◆ What you have to do:
Your reply should reproduce all the data below exactly while excluding the pictures.

◆ Data extracts:
####################

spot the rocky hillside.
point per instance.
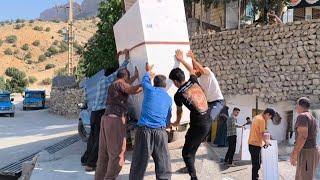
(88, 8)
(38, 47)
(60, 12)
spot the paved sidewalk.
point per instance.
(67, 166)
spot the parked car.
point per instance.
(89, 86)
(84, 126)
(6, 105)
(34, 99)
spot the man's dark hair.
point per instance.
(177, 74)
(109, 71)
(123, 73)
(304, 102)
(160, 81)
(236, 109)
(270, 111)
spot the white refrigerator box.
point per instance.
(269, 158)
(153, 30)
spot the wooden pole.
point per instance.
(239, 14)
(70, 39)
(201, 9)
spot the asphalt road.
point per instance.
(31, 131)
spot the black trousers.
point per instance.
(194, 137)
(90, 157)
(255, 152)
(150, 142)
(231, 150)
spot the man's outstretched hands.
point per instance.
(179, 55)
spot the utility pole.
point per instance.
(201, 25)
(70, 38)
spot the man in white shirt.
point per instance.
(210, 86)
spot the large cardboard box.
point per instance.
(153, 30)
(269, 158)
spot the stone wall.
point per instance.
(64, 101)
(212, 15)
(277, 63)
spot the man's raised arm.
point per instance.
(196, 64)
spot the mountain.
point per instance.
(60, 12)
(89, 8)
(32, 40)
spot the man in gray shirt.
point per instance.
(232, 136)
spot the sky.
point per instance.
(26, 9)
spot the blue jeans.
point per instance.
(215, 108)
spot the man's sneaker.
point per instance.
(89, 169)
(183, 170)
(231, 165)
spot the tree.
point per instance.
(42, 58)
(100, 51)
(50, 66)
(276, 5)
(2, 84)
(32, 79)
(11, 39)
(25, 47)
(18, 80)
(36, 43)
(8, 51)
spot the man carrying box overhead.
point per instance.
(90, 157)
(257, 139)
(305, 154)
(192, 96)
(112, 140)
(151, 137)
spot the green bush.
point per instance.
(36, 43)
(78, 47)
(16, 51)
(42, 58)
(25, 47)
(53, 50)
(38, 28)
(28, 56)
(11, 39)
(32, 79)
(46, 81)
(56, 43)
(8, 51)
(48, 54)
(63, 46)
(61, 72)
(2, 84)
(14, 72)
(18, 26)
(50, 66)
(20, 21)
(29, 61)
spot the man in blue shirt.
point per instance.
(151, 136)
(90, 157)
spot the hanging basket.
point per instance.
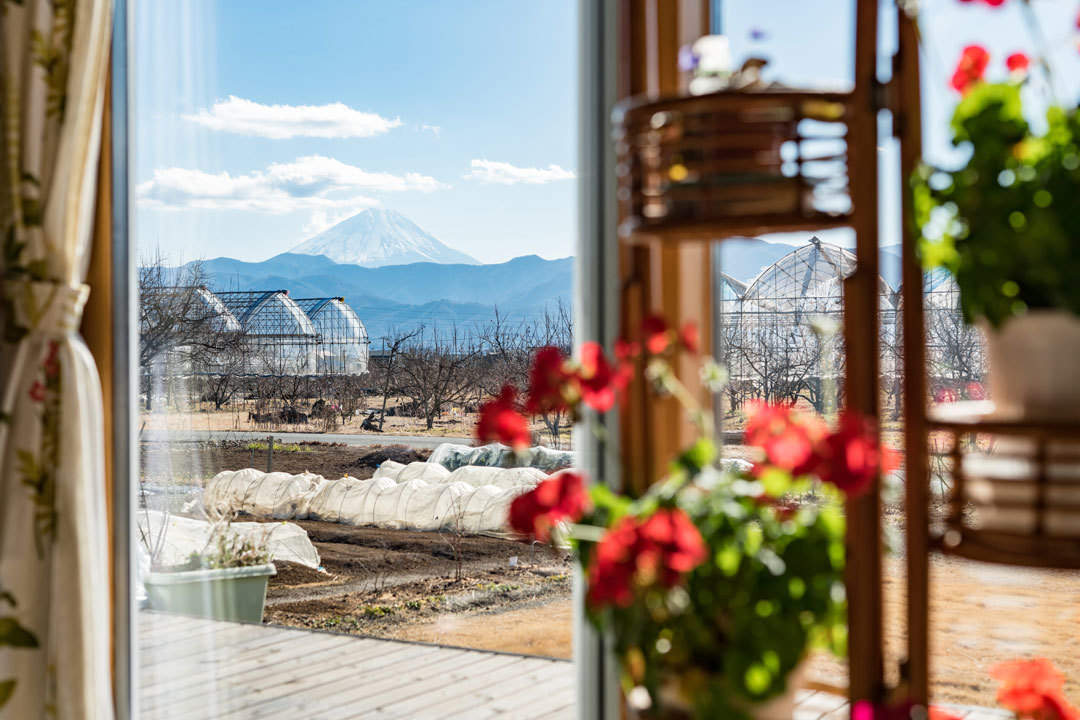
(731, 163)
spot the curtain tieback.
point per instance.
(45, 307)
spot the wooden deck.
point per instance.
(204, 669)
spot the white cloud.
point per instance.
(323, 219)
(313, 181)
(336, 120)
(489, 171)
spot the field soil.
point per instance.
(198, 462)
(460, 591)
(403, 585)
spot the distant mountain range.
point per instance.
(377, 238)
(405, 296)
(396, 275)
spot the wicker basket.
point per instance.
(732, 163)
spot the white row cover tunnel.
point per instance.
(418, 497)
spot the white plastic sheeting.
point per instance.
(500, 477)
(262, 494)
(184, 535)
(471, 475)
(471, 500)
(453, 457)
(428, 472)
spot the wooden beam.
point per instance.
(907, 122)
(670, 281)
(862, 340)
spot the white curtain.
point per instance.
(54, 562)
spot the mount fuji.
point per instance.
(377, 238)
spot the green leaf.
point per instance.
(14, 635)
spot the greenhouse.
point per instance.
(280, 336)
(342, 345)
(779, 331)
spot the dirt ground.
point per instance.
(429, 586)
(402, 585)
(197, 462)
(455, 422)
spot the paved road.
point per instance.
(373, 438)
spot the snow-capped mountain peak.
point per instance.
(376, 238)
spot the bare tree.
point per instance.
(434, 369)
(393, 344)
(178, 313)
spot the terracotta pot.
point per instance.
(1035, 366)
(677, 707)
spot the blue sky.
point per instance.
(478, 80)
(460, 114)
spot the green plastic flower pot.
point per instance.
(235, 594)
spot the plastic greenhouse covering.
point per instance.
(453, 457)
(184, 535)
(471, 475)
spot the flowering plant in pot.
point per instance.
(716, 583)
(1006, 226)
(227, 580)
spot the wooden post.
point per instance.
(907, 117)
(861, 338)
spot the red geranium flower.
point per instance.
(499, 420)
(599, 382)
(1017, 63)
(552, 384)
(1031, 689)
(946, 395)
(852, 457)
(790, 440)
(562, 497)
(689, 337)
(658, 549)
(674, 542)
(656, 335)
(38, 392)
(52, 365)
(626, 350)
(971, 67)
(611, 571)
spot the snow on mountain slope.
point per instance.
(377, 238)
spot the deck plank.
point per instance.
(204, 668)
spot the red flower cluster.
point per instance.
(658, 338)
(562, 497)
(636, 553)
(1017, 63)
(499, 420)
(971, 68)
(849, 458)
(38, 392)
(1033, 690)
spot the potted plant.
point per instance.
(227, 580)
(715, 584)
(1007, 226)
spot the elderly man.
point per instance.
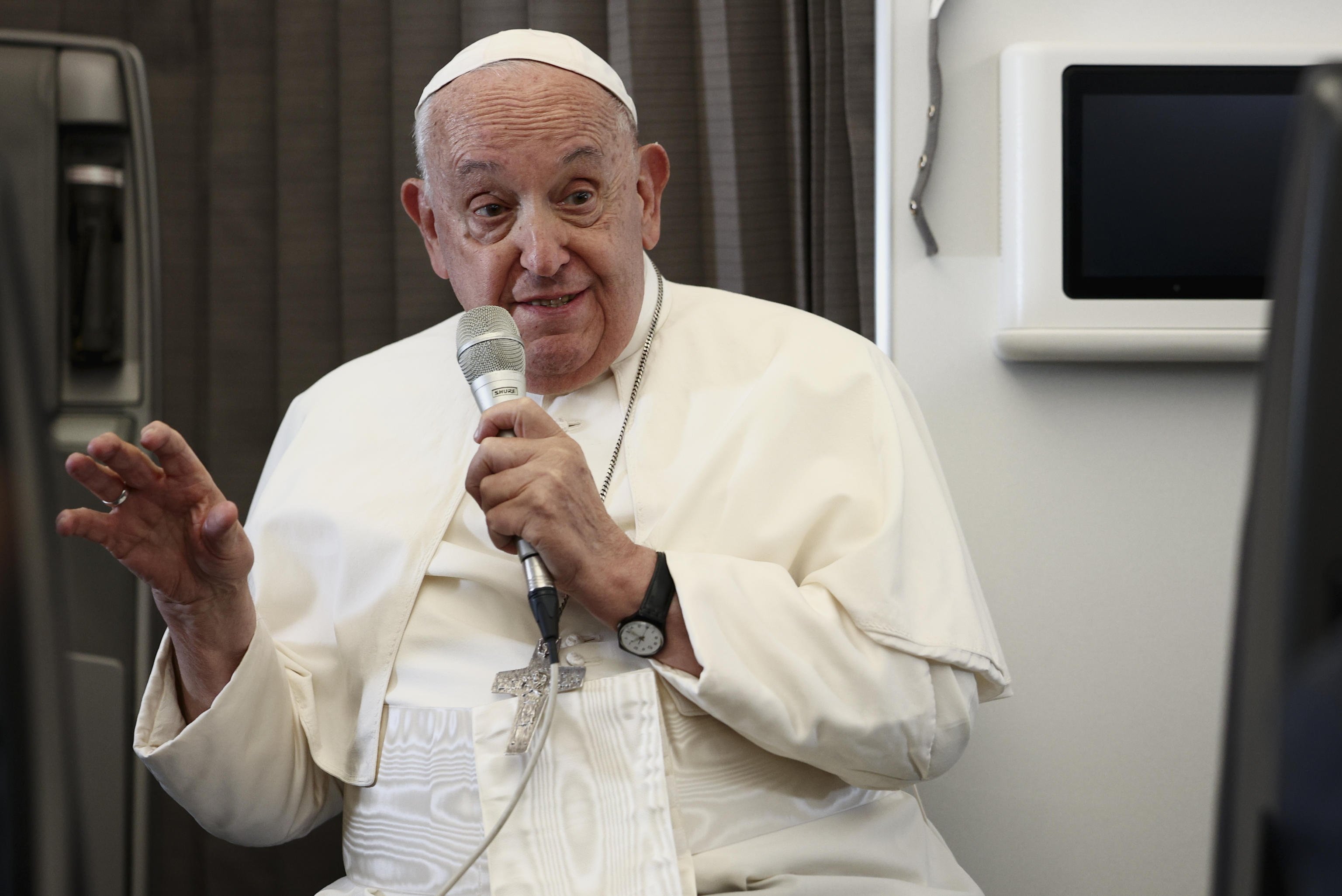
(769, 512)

####################

◆ Solution to this exercise:
spot the rocky hillside.
point per instance.
(88, 8)
(38, 47)
(60, 12)
spot the paved sidewalk.
point per instance.
(67, 166)
spot the parked car.
point per instance.
(89, 86)
(84, 126)
(6, 105)
(34, 99)
spot the man's dark hair.
point per instance.
(177, 74)
(109, 71)
(123, 73)
(304, 102)
(160, 81)
(236, 109)
(270, 111)
spot the white refrigerator box.
point per instance.
(269, 158)
(153, 30)
spot the wooden pole.
point per instance.
(239, 14)
(70, 39)
(201, 9)
spot the asphalt road.
point per instance.
(31, 131)
spot the black trousers.
point per instance.
(194, 137)
(90, 157)
(255, 152)
(150, 142)
(231, 150)
spot the man's outstretched hands.
point per instance.
(179, 55)
spot the utility pole.
point per instance.
(201, 25)
(70, 38)
spot the man in white shirt.
point per instance.
(210, 86)
spot the large cardboard box.
point per instance.
(153, 30)
(269, 158)
spot the stone wall.
point per instance.
(64, 101)
(212, 15)
(277, 63)
spot the man's raised arm.
point per instance.
(196, 64)
spot the mountain.
point per instance.
(60, 12)
(89, 8)
(32, 40)
spot the man in gray shirt.
point per instance.
(232, 136)
spot the sky.
point per instance.
(26, 9)
spot the blue jeans.
point per instance.
(215, 108)
spot the man's sneaker.
point per instance.
(89, 169)
(183, 170)
(231, 165)
spot the tree.
point per instance.
(42, 58)
(100, 51)
(50, 66)
(276, 5)
(2, 84)
(32, 79)
(11, 39)
(25, 47)
(18, 80)
(36, 43)
(8, 51)
spot the man carrying box overhead.
point per instance.
(90, 157)
(257, 139)
(305, 154)
(192, 96)
(112, 140)
(151, 137)
spot the green bush.
point per instance.
(36, 43)
(78, 47)
(16, 51)
(42, 58)
(25, 47)
(53, 50)
(38, 28)
(28, 56)
(11, 39)
(32, 79)
(46, 81)
(56, 43)
(8, 51)
(48, 54)
(63, 46)
(61, 72)
(2, 84)
(14, 72)
(18, 26)
(50, 66)
(20, 21)
(29, 61)
spot the man in blue shirt.
point per instance.
(151, 136)
(90, 157)
spot the hanging basket.
point per instance.
(731, 163)
spot the curtain tieback.
point per instance.
(45, 307)
spot the wooden deck.
point per instance.
(204, 669)
spot the white cloud.
point per instance.
(323, 219)
(313, 181)
(336, 120)
(489, 171)
spot the field soil.
point per instance.
(198, 462)
(460, 591)
(403, 585)
spot the distant mountain range.
point per instance.
(377, 238)
(405, 296)
(396, 275)
spot the wicker basket.
point per instance.
(732, 163)
spot the white row cover tunnel.
point per instance.
(418, 497)
spot the white plastic sheeting.
point per instance.
(500, 477)
(262, 494)
(184, 535)
(471, 475)
(471, 500)
(453, 457)
(428, 472)
spot the wooden beam.
point per instance.
(907, 122)
(670, 281)
(862, 340)
spot the white curtain.
point per instance.
(54, 562)
spot the mount fuji.
point per instance.
(377, 238)
spot the green leaf.
point per instance.
(14, 635)
spot the greenhouse.
point per instance.
(280, 336)
(342, 345)
(779, 331)
spot the dirt ground.
point per instance.
(429, 586)
(402, 585)
(197, 462)
(455, 422)
spot the paved road.
point per instance.
(373, 438)
spot the snow-capped mountain peak.
point per instance.
(376, 238)
spot the bare tree.
point per instance.
(434, 369)
(393, 344)
(178, 313)
spot the terracotta pot.
point per instance.
(1035, 366)
(677, 707)
spot the blue sky.
point per instance.
(478, 80)
(460, 114)
spot the green plastic flower pot.
point per instance.
(235, 594)
spot the plastic greenhouse covering.
point per instance.
(453, 457)
(184, 535)
(471, 475)
spot the flowering plant in pot.
point per instance.
(716, 583)
(1006, 226)
(227, 580)
spot the wooden post.
point per instance.
(907, 117)
(861, 338)
spot the red geranium flower.
point per instance.
(499, 420)
(599, 382)
(1017, 63)
(552, 384)
(1031, 689)
(946, 395)
(852, 457)
(790, 440)
(562, 497)
(689, 337)
(658, 549)
(674, 542)
(656, 335)
(38, 392)
(52, 365)
(626, 350)
(971, 67)
(611, 571)
spot the snow on mountain slope.
point per instance.
(377, 238)
spot the deck plank.
point per instance.
(204, 668)
spot the red flower cluster.
point per instance.
(658, 338)
(562, 497)
(636, 553)
(1017, 63)
(499, 420)
(971, 68)
(849, 458)
(38, 392)
(1033, 690)
spot the potted plant.
point per instance.
(227, 580)
(715, 584)
(1007, 226)
spot the elderly man.
point per instance.
(769, 512)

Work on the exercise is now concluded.